▶ Excerpt to read:

In particularly large orgs, assessing the state of the rollout may be less obvious, in which case the 6-8 week rule is an easier-to-enforce option.

For many companies, these first two steps will be all you need. The combination of new flags in the new system and old flags being removed will have you magically migrated over in about a quarter or so. 

Step 3: Address Long-Lived Flags

Audit the remaining flags - at this point, this is usually a pretty manageable list. For each, ask: “Do we still need this one?” When nobody quite knows what a flag does, it’s important to take the time to understand it before removing or migrating; luckily, this is much easier to do for the small handful of remaining flags.

Upon investigation, it’ll turn out a significant portion of the remaining long-lived flags can be retired. Congratulate yourself on the proactive spring cleaning.


         

For those that must remain, replicate them in the new system and verify their functionality. This may involve manual testing or implementing a wrapper to compare outputs from both systems.

There are a few edge cases you may encounter that would require more effort to migrate. One example would be flags that use audience attributes - I.E., this flag is on for mobile users in Germany only. You’ll need to recreate the ability to support those attributes in the new system first. Luckily, long-lived infra-ey flags rarely rely on these. 

Wrappers and Error Alerting

For particularly risk-averse companies, this can be made even easier by using a wrapper (i.e. feature flagging your feature flags). A wrapper can call both the old and new systems and flag any discrepancies between the decisions returned for a certain user or context, helping to automate away some of the manual testing. This is getting pretty fancy though - plenty of smaller Series B or Series C companies shouldn’t need to worry about this at all.

def evaluate(self, flag_name, *args):
    # while migrating, evaluating both systems before we swap
    old_answer = OldSystem.evaluate(flag_name, *args)
    new_answer = NewSystem.evaluate(flag_name, *args)
    if old_answer is not new_answer:
        Error.log(“MigrationInconsistencyWarning”, f”evaluated {flag_name} but got Old: {old_answer}, New: {new_answer}”))
   return old_answer

If you fall into that top 5% or so of super meticulous engineering orgs and are interested in digging into this approach further, Stripe has written a great guide on “Online Migrations at Scale” that may be helpful. 

Keep it Simple, Silly

The key is not to over-engineer the process. Migration should be simple and focused. Resist the urge to “boil the ocean” with exhaustive training sessions or excessive documentation.

Key Signs You’re Overcomplicating It

  1. Overcomplicating Training: If your new system requires extensive training, it’s the wrong system. Pick Feature Flag systems that are intuitive and user-friendly. Everything end users need to know about how to use the system should fit on a single page.  You don’t need to write a doc for “How to Use Feature Flag system X,” you need “How Feature Flag system X works at Our Company” which should include a couple of clarifications and then a link out to the new system’s docs for anything else.
  2. Worry Over Accelerated Timelines: If your instinct is to do this as quickly as possible, it will seem especially tempting to avoid a migration altogether and just stay with your less-than-ideal current system. If you go slowly, and adopt good flag clean-up practices, the migration will happen by itself over time - typically a quarter. This approach minimizes disruption while allowing teams to adapt naturally.

Final Thoughts

When migrating feature flags, don’t optimize for speed; optimize for simplicity and clarity. The FUD that surrounds these migrations is mostly a smokescreen - clear it away, and you’ll find that you’re okay.  And, of course, if you need help - hit me up.

▶ Instructions:
#1 Summarize the passage on feature flag migration in two sentences.
#2 Echo the stretch of the passage on feature flag migration from "For particularly risk-averse" through "this at all.".
The entries that follow come from a separate source unrelated to the passage.

▶ Supplied material:
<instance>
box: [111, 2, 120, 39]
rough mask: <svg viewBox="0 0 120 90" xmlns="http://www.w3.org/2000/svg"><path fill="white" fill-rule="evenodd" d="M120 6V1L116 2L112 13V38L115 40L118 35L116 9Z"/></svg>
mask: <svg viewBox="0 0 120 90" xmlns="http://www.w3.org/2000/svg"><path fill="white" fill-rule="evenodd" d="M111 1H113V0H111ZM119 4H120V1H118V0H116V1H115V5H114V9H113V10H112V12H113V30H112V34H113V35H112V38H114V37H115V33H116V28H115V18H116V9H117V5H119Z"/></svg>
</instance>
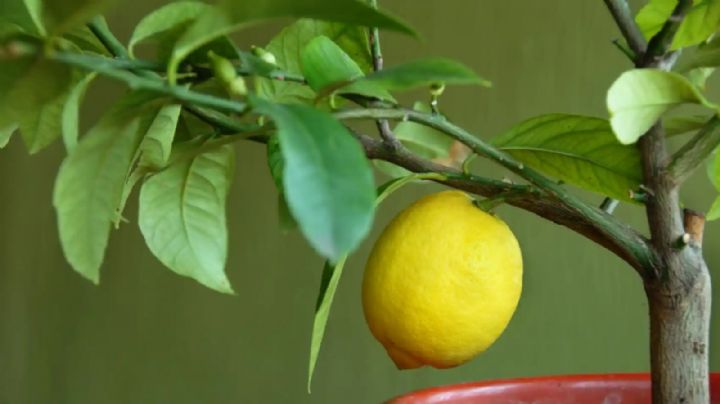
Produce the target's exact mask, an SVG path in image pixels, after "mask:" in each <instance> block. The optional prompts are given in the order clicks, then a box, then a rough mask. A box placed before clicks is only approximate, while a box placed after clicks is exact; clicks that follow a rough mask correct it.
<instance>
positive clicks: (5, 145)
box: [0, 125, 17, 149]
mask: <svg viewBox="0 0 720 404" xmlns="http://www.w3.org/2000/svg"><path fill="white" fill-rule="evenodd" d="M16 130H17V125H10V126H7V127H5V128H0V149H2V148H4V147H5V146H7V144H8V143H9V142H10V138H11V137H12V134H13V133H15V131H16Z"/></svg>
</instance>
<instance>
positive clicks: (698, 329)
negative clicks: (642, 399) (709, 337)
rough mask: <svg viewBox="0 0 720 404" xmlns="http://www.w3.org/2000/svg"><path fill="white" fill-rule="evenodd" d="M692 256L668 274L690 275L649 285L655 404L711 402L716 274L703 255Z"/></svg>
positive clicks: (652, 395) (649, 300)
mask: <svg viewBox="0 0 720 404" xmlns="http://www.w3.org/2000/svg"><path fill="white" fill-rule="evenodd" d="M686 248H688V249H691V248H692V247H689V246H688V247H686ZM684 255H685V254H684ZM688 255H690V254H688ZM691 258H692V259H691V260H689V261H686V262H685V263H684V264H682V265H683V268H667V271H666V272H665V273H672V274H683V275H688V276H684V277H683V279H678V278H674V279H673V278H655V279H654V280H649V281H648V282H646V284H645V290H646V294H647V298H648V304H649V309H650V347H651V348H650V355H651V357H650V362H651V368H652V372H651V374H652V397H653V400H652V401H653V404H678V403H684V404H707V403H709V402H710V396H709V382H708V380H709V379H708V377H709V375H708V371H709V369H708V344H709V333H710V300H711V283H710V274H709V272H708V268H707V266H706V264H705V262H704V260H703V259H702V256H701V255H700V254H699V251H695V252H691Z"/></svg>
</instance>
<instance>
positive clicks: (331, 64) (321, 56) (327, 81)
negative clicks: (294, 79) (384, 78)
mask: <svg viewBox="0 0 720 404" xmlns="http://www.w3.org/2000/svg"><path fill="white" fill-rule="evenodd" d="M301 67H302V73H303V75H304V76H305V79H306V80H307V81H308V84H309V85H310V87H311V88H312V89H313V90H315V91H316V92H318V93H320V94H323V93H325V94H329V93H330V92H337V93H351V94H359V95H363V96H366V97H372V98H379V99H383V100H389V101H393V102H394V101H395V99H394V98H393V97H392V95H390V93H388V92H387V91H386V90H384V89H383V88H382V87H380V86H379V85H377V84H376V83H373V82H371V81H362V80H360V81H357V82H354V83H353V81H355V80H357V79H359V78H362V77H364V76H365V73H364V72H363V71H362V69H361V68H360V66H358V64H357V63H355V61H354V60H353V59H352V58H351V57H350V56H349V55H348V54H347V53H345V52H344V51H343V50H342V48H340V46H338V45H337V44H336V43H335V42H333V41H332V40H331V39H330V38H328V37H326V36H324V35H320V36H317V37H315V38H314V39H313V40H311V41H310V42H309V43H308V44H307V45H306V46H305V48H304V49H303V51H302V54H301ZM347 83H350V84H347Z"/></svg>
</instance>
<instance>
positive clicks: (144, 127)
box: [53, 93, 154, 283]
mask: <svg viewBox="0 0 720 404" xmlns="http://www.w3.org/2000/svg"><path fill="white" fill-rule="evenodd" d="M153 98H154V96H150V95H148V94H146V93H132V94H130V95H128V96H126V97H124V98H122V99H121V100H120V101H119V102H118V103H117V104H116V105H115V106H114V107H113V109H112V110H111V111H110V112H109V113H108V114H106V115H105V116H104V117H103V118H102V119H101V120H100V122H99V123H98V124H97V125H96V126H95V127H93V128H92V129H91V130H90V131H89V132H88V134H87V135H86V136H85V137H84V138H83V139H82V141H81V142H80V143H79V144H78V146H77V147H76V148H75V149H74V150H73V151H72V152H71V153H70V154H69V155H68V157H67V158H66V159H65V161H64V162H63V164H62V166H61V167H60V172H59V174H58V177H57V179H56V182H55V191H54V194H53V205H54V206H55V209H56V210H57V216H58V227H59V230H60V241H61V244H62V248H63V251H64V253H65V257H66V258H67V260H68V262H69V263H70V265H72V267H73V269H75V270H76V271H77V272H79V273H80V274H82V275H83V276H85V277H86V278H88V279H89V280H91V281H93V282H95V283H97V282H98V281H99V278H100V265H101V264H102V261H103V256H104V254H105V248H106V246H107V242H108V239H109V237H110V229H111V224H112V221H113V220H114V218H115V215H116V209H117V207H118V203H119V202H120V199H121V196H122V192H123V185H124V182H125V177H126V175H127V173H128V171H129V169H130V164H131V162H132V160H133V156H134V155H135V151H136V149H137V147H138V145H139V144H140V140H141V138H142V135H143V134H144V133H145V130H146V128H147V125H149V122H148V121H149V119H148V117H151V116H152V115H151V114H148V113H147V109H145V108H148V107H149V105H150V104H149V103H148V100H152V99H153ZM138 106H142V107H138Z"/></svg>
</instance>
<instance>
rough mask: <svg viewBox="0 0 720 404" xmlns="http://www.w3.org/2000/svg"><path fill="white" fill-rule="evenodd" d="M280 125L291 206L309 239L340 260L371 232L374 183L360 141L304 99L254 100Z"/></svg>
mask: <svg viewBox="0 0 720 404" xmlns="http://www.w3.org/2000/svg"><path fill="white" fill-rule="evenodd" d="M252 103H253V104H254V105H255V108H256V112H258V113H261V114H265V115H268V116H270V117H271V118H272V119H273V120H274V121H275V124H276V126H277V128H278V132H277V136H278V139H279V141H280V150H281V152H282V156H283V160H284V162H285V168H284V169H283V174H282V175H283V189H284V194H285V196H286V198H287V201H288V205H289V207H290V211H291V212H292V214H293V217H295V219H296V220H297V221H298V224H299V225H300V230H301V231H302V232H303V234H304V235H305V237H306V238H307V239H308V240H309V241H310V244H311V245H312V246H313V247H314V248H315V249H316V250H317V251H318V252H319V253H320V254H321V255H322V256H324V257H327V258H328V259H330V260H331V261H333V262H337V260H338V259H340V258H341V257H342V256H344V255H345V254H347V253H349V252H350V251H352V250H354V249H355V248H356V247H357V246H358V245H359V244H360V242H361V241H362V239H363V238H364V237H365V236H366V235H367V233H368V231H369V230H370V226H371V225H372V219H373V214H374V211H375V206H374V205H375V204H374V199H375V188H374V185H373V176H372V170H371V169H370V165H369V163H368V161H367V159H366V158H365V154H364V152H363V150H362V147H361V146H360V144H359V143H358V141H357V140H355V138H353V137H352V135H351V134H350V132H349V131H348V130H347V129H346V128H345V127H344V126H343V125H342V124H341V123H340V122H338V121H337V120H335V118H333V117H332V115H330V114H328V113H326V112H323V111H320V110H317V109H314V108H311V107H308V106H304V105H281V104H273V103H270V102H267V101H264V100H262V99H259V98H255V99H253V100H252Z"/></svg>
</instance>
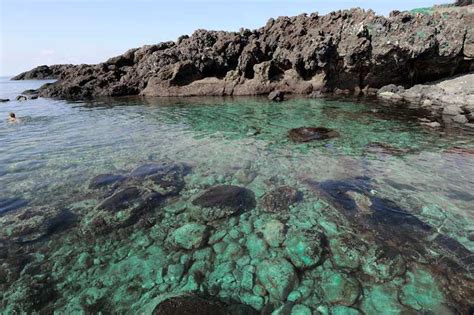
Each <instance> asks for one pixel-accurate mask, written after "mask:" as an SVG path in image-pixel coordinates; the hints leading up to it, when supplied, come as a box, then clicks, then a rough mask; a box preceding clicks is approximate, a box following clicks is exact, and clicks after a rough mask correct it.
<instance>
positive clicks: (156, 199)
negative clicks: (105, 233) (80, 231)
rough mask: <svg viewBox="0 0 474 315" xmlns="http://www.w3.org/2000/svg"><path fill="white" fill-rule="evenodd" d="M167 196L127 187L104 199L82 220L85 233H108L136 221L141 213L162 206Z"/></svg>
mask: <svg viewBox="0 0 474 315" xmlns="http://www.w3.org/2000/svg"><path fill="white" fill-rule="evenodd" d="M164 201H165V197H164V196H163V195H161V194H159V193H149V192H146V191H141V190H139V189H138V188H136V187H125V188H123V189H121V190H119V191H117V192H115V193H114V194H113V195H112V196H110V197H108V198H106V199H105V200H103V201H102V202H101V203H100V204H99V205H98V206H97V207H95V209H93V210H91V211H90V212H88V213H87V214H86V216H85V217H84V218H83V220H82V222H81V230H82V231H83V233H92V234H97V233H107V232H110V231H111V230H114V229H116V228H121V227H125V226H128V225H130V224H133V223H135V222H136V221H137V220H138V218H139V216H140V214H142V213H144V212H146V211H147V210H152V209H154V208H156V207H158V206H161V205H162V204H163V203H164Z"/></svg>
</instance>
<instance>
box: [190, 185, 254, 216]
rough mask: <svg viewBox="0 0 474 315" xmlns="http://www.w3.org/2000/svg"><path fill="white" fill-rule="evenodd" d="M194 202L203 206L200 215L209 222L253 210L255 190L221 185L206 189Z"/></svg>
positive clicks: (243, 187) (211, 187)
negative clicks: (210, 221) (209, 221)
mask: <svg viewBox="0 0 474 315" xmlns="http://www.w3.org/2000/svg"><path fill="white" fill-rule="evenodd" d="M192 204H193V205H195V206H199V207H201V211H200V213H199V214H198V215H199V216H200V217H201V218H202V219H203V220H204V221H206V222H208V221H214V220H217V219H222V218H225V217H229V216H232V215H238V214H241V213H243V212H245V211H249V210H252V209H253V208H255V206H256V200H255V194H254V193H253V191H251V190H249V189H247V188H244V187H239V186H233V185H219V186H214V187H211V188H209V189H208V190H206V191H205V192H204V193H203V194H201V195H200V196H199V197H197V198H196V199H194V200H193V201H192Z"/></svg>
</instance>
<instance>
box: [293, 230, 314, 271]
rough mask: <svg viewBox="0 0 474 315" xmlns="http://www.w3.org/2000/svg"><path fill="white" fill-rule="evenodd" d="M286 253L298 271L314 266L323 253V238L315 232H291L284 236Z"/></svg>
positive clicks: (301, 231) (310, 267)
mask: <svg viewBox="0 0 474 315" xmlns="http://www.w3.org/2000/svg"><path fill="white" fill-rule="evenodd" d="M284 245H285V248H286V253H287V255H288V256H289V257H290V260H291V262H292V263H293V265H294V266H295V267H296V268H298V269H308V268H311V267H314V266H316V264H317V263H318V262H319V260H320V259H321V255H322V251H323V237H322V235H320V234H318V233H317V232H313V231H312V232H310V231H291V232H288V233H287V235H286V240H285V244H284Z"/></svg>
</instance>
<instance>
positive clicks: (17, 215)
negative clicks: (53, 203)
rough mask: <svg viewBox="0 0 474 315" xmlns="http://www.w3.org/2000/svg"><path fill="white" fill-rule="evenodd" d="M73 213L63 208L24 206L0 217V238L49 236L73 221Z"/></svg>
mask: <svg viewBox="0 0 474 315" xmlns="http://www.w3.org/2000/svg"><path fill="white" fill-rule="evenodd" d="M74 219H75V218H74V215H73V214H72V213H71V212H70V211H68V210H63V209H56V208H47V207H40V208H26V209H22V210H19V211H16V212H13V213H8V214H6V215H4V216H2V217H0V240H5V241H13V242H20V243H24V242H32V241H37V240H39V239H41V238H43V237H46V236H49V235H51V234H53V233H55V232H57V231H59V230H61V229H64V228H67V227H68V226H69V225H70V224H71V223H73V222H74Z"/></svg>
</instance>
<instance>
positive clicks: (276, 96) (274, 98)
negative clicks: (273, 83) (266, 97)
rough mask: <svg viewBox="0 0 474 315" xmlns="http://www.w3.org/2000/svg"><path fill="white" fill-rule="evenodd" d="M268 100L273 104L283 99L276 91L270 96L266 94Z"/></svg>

▶ Solutions to the tasks:
#1 Once the first steps are done, the remaining long-lived flags should be audited: many can be retired, and the rest should be replicated in the new system and verified through manual testing or a wrapper that compares outputs from both systems. The migration should stay simple and unhurried, using an intuitive system and good flag clean-up practices so that it happens by itself over about a quarter.

#2
For particularly risk-averse companies, this can be made even easier by using a wrapper (i.e. feature flagging your feature flags). A wrapper can call both the old and new systems and flag any discrepancies between the decisions returned for a certain user or context, helping to automate away some of the manual testing. This is getting pretty fancy though - plenty of smaller Series B or Series C companies shouldn’t need to worry about this at all.